**Data listing**
——————

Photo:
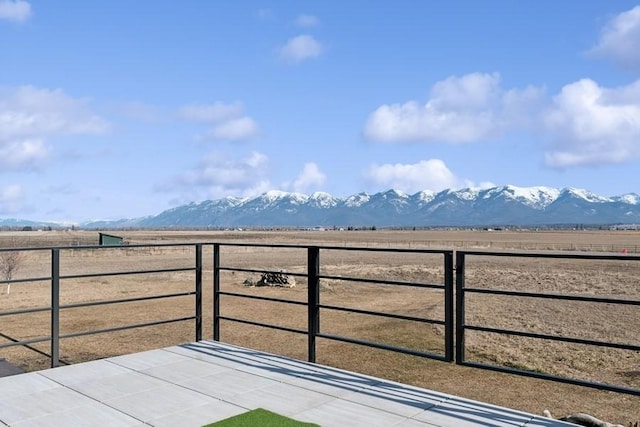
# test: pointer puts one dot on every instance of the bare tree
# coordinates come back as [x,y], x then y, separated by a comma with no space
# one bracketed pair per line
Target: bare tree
[9,264]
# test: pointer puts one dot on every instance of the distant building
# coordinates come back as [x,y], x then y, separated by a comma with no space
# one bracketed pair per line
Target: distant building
[110,240]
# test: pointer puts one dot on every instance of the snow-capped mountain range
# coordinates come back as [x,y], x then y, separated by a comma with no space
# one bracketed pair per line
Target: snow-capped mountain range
[497,206]
[506,205]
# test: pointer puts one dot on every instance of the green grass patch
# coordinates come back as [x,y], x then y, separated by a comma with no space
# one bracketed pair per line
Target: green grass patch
[260,417]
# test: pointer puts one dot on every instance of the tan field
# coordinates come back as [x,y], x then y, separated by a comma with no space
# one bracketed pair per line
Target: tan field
[603,322]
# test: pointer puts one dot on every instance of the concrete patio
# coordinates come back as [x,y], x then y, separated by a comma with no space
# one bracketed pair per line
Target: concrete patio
[202,382]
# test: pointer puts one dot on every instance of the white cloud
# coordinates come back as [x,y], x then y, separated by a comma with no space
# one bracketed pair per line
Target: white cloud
[307,21]
[23,154]
[220,176]
[591,125]
[459,110]
[310,177]
[300,48]
[430,174]
[29,116]
[11,199]
[213,113]
[620,40]
[18,10]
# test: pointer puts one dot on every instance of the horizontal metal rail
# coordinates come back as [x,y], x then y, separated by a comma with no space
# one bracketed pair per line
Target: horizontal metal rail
[382,314]
[126,300]
[125,327]
[553,337]
[382,281]
[264,325]
[258,271]
[261,298]
[125,273]
[553,296]
[381,346]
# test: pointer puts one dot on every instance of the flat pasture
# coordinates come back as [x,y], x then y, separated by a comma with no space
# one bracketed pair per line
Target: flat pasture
[582,320]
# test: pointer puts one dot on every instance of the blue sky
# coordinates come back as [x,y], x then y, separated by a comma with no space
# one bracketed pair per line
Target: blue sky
[123,109]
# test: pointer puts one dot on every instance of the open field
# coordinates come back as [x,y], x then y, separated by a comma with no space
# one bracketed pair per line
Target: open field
[618,279]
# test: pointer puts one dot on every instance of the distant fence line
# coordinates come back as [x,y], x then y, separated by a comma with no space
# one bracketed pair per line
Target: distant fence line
[503,245]
[453,303]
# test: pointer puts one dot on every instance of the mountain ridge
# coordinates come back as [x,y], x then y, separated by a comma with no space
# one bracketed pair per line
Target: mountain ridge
[506,205]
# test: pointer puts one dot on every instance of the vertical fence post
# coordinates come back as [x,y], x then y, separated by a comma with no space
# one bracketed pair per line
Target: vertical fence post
[216,291]
[460,260]
[449,323]
[199,292]
[313,299]
[55,308]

——————

**Exercise**
Output each line of the entries above as a JSON list of strings, one string per line, leaving out blank lines and the pictures.

**Result of this exercise**
[
  "Photo:",
  "# test: pointer puts one dot on every instance of the bare tree",
  "# coordinates come back as [x,y], x then y, separated by a comma with no space",
  "# one bracketed pair per line",
  "Target: bare tree",
  "[9,264]",
  "# test: pointer puts one dot on every instance of the distant building",
  "# coordinates come back as [x,y], x then y, separated by a comma with no space",
  "# one bracketed pair per line",
  "Target: distant building",
  "[110,240]",
  "# test: pointer puts one dot on every instance of the snow-capped mountain range",
  "# coordinates come back as [x,y], x then y, separated by a comma with no space",
  "# one bracketed pair per line",
  "Target: snow-capped mountain range",
  "[497,206]",
  "[506,205]",
  "# test: pointer puts one dot on every instance of the green grass patch",
  "# coordinates come back as [x,y], x then y, separated by a comma with no space",
  "# one bracketed pair per line",
  "Target: green grass patch",
  "[260,417]",
  "# test: pointer puts one dot on every instance of the tan field",
  "# coordinates come back as [x,y], x then y, separated by a comma with no space",
  "# one bracketed pair per line",
  "Target: tan field",
  "[603,322]",
  "# test: pointer puts one dot on every instance of the concrete patio",
  "# coordinates come back as [x,y], x then y, separated by a comma with no space",
  "# one bracketed pair per line",
  "Target: concrete patio",
  "[202,382]",
  "# test: pointer puts one dot on every instance of the white cloud",
  "# coordinates come back as [x,y], x then y, separated by a comma with no space",
  "# one bracketed pair per line",
  "Target: white cloud",
  "[307,21]",
  "[23,154]",
  "[220,176]",
  "[591,125]",
  "[459,110]",
  "[310,177]",
  "[300,48]",
  "[430,174]",
  "[29,116]",
  "[11,199]",
  "[213,113]",
  "[620,40]",
  "[18,10]",
  "# test: pointer puts one dot on every instance of the horizontal metal rail",
  "# coordinates come back as [x,y], x then y, separated by a comma with no space",
  "# one bracketed pair per line",
  "Target: horizontal metal rail",
  "[382,314]",
  "[126,300]",
  "[125,327]",
  "[553,337]",
  "[382,281]",
  "[264,325]",
  "[258,271]",
  "[261,298]",
  "[125,273]",
  "[553,296]",
  "[381,346]",
  "# test: pointer puts one dot on every instance of the flat pasture",
  "# coordinates come back as [x,y], x then y, separated by a comma with no space",
  "# one bracketed pair per line",
  "Target: flat pasture",
  "[582,320]",
  "# test: pointer puts one dot on every instance of the blue sky",
  "# coordinates come back as [x,y], x then y, separated by a comma with no space",
  "# one bracketed pair per line",
  "Target: blue sky",
  "[123,109]",
  "# test: pointer puts one dot on every instance of the open field",
  "# coordinates come back as [x,y], x then y, separated by a comma with no space",
  "# one bracketed pair per line",
  "Target: open field",
  "[618,279]",
  "# test: pointer puts one dot on every instance of the distant fence line",
  "# coordinates come back as [x,y], x then y, separated by a comma with no space",
  "# one bracketed pair per line",
  "Target: distant fence line",
  "[503,245]",
  "[453,303]",
  "# test: pointer puts one dot on every instance of the mountain ridge",
  "# coordinates come back as [x,y], x then y, separated by a comma with no space",
  "# one bracketed pair per line",
  "Target: mountain ridge",
  "[506,205]",
  "# test: pointer puts one dot on every instance of the vertical fence post",
  "# coordinates come back as [x,y], x then y, separated by a comma with no space",
  "# one bracketed pair per line",
  "Target: vertical fence post",
  "[216,291]",
  "[460,260]",
  "[449,323]",
  "[199,292]",
  "[313,299]",
  "[55,308]"
]